TASK DIRECTIONS: Return the records word for word from their first line through the line containing "Kindly enter the", with both of those lines included.
((
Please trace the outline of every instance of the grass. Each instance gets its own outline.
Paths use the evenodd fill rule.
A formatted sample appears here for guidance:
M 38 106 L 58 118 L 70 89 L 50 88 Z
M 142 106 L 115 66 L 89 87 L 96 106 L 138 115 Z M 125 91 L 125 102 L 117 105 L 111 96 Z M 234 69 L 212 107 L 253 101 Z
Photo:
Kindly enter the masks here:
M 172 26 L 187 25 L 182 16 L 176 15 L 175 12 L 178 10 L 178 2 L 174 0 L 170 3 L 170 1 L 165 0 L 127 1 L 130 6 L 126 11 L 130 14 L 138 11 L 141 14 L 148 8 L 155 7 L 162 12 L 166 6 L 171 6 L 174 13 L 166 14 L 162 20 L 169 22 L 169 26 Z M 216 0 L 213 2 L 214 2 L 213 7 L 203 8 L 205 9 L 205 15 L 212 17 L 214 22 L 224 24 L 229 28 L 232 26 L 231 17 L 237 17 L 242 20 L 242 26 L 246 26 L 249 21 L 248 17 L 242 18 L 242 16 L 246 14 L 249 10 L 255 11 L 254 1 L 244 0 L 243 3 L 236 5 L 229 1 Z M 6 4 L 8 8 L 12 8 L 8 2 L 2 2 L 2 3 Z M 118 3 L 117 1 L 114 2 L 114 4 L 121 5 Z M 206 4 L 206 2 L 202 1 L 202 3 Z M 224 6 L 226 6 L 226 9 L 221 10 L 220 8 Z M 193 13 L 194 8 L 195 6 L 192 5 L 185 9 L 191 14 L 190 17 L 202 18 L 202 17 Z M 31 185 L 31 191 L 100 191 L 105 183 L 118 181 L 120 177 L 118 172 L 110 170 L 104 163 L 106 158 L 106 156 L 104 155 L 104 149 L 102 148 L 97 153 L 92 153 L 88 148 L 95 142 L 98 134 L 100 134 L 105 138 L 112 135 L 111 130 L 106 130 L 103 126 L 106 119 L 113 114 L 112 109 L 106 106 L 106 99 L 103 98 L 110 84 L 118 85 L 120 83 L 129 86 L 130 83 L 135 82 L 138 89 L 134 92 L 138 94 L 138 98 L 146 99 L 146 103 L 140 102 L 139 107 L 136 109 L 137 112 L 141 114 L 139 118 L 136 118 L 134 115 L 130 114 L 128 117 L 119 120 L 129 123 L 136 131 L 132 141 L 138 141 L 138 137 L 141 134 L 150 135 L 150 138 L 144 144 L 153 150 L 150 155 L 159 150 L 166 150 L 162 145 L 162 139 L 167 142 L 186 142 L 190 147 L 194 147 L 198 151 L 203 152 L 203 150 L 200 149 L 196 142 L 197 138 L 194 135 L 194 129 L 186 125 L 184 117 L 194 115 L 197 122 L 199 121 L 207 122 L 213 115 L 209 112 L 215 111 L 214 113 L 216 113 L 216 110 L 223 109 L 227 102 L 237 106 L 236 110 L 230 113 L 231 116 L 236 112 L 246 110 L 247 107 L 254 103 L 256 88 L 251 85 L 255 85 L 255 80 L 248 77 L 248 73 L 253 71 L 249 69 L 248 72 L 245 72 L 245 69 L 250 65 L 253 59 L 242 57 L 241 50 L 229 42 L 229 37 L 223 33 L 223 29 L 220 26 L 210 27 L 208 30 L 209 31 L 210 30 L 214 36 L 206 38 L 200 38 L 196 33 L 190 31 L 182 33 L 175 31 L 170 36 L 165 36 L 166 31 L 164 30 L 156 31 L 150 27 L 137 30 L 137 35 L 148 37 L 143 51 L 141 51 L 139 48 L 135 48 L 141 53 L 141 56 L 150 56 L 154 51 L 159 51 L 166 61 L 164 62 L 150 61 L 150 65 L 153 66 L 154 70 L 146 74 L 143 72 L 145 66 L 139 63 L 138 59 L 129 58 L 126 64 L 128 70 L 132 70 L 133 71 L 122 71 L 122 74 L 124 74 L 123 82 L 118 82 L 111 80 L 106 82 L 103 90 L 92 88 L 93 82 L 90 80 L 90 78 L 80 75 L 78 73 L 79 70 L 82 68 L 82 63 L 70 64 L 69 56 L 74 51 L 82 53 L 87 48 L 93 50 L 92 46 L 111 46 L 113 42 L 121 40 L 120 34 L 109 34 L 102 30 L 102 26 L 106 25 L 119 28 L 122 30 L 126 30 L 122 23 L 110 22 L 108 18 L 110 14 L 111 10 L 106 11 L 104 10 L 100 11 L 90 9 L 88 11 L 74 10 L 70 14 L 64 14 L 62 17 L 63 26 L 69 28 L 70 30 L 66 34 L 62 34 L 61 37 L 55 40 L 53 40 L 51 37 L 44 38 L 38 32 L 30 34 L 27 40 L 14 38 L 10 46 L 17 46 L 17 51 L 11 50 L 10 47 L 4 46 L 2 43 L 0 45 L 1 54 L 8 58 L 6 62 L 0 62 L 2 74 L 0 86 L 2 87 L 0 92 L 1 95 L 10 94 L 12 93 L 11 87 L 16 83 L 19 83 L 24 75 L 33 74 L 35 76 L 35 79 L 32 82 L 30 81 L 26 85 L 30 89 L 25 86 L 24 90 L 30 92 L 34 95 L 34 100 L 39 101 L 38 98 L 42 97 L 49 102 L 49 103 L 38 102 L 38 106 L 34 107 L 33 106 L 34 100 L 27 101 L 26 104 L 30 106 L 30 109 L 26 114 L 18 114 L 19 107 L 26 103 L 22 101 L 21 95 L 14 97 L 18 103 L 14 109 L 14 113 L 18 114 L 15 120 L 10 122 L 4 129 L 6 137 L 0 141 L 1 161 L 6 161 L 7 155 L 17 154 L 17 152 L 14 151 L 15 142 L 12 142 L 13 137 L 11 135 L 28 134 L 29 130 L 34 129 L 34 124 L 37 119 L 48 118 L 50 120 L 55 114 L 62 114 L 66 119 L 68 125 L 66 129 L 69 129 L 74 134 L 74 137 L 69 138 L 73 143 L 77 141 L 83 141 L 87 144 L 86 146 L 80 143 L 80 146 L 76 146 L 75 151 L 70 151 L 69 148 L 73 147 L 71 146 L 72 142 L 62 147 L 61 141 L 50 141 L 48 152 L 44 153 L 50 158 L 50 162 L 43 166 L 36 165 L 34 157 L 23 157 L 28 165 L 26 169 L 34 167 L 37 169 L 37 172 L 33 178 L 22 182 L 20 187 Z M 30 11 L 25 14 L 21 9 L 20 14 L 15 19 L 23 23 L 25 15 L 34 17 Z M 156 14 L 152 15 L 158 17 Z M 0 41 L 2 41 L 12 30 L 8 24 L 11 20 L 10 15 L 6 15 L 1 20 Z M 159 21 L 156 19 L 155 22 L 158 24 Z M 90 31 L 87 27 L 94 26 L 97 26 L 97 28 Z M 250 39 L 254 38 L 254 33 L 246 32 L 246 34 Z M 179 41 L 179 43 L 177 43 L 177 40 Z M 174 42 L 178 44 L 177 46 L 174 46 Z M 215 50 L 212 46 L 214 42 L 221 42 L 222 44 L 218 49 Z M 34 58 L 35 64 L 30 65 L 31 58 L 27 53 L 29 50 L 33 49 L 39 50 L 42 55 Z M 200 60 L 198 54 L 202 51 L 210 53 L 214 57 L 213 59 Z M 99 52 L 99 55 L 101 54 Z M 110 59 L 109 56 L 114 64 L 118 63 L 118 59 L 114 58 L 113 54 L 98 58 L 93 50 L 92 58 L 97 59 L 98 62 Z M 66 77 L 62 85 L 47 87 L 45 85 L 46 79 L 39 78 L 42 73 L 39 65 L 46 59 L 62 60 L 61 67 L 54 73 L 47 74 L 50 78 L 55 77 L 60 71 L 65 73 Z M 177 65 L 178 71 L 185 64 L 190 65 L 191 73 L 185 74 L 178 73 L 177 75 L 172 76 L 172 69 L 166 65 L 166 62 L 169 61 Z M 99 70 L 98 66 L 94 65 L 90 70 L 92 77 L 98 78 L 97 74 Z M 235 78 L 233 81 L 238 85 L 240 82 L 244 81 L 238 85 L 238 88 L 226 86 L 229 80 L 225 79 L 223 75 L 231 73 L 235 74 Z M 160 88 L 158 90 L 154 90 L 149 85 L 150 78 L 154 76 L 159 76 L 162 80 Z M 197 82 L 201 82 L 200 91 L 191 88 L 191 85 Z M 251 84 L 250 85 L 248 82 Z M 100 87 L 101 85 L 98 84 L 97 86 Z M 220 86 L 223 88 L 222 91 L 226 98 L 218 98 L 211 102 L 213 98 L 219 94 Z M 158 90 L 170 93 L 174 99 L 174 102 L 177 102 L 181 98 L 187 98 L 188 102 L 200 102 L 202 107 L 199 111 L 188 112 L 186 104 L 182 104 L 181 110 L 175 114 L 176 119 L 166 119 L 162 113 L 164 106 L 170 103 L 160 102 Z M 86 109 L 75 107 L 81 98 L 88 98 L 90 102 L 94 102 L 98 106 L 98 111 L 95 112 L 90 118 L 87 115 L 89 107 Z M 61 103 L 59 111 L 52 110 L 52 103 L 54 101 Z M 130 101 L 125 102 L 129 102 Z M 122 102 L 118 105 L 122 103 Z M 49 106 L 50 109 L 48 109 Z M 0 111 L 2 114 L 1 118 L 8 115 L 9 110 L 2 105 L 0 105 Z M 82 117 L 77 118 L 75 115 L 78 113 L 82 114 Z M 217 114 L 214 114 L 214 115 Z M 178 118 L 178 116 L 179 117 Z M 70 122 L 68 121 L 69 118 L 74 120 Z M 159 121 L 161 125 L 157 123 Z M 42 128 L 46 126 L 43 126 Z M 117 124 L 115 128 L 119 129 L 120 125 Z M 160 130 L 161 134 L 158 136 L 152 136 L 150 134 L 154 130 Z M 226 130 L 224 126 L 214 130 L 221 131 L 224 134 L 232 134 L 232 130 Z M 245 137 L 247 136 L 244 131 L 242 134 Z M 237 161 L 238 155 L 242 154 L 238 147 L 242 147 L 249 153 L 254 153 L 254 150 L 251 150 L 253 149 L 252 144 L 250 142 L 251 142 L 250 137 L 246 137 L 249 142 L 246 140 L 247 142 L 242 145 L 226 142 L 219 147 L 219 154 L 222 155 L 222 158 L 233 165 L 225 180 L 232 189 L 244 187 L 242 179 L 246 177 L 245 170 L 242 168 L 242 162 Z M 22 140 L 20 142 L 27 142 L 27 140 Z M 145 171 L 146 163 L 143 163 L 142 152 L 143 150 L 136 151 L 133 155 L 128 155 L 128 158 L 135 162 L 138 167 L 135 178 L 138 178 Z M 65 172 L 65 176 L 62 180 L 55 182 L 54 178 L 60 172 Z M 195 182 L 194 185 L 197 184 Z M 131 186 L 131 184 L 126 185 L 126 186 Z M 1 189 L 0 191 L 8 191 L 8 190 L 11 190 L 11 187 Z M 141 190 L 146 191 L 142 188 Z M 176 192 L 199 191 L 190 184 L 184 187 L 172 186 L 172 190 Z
))
TASK RESULT:
Please trace the outline of every instance of the grass. Each instance gets its own outline.
Paths use the evenodd fill rule.
A formatted sample appears here for guidance:
M 38 106 L 58 118 L 70 89 L 50 88 Z
M 142 106 L 115 66 L 89 87 L 96 106 L 138 115 Z M 125 91 L 125 102 L 117 105 L 111 96 Z M 234 69 L 212 107 L 253 101 Z
Photo:
Kindly enter the masks here:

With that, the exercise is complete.